START Passage provided

Fig 3. Asymmetric spatial structure affects the rate of neutral substitution.

This is because the frequency of mutations and the probability of fixation differ across sites. Turnover rates are indicated by coloration, with red corresponding to frequent turnover and consequently frequent mutation. (a) A star consists of a hub and n leaves, so that the population size is N = n+1. Edge weights are chosen so that the birth rates are uniform (b _i = 1 for all i). Solving Eqs. (1)–(2), we obtain site-specific fixation probabilities of ρ _H = 1/(1+n ²) and ρ _L = n/(1+n ²) for the hub and each leaf, respectively. From Eq. (4), the molecular clock rate is $K=\frac{2n}{1+n^2}u$, which equals u for n = 1 and is less than u for n ≥ 2. Thus the star structure slows down the rate of neutral substitution, in accordance with Result 3. Intuitively, the slowdown occurs because mutations are more likely to arise at the hub, where their chances of fixation are reduced. (b) A one-dimensional population with self-replacement only in site 1. Solving Eqs. (1)–(2) we find ${\rho }_1=\frac{8}{15}$, ${\rho }_2=\frac{4}{15}$, ${\rho }_3=\frac{2}{15}$ and ${\rho }_4=\frac{1}{15}$. (The powers of two arise because there is twice as much gene flow in one direction as the other.) From Eq. (4), the molecular clock rate is $K=\frac{16}{13}u>u$, thus the molecular clock is accelerated in this case.

END Passage provided
START Provided information

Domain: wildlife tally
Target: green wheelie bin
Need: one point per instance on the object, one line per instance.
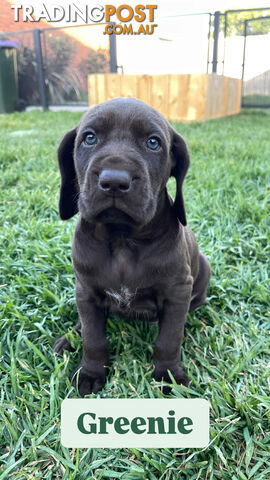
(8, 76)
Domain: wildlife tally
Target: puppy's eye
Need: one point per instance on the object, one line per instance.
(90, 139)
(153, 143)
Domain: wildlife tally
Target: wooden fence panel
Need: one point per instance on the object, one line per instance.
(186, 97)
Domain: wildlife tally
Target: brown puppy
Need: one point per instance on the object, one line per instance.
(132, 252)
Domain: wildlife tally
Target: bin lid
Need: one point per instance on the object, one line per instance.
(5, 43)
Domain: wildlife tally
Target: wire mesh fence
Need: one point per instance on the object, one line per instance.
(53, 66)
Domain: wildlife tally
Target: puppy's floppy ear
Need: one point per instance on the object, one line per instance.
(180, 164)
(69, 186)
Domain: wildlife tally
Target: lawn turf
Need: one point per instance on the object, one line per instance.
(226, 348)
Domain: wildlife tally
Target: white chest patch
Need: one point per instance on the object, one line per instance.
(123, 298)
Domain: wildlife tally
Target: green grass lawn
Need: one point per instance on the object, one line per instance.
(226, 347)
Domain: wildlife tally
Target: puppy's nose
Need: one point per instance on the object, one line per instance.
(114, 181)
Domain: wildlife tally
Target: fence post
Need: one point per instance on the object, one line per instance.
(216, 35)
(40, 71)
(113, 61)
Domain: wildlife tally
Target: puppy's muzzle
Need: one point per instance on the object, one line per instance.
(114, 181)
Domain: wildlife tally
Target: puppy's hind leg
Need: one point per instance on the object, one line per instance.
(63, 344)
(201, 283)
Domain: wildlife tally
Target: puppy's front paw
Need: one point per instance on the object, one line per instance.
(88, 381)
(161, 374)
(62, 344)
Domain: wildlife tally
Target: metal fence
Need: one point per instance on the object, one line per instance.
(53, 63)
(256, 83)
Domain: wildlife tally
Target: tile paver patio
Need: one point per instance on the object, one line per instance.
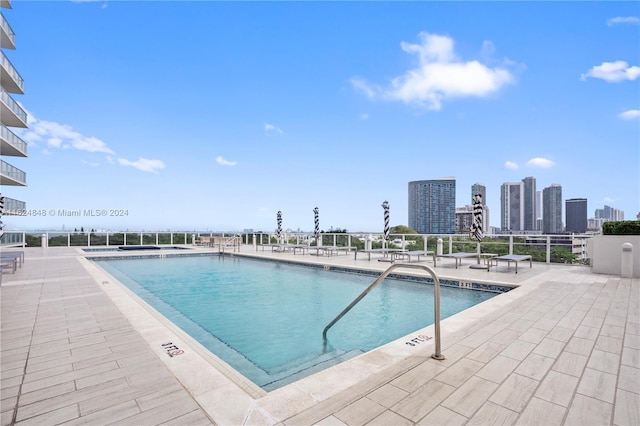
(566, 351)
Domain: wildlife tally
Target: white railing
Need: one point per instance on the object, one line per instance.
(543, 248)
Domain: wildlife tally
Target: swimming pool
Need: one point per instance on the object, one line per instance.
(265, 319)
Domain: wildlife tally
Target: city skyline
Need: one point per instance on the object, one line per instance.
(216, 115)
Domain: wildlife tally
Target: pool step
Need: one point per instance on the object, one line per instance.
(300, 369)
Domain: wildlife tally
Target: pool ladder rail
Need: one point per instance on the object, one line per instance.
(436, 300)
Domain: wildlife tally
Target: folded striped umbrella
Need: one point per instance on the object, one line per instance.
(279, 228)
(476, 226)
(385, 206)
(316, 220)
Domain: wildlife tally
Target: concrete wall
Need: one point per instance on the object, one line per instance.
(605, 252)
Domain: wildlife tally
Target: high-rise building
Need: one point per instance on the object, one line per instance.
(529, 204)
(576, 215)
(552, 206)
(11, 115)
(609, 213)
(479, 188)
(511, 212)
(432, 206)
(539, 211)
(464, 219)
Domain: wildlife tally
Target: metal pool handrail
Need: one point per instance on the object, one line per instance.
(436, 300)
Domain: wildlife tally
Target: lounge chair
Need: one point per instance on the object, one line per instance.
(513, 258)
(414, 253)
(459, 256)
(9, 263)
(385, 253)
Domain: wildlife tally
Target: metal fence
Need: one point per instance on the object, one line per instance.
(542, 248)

END Provided information

> _Instructions for the task_
Give every site-specific fixation probability reported for the one-dimensional population in panel (b) of the figure caption, with its site.

> _Task solution_
- Site 1: ρ₁ = 8/15
- Site 2: ρ₂ = 4/15
- Site 3: ρ₃ = 2/15
- Site 4: ρ₄ = 1/15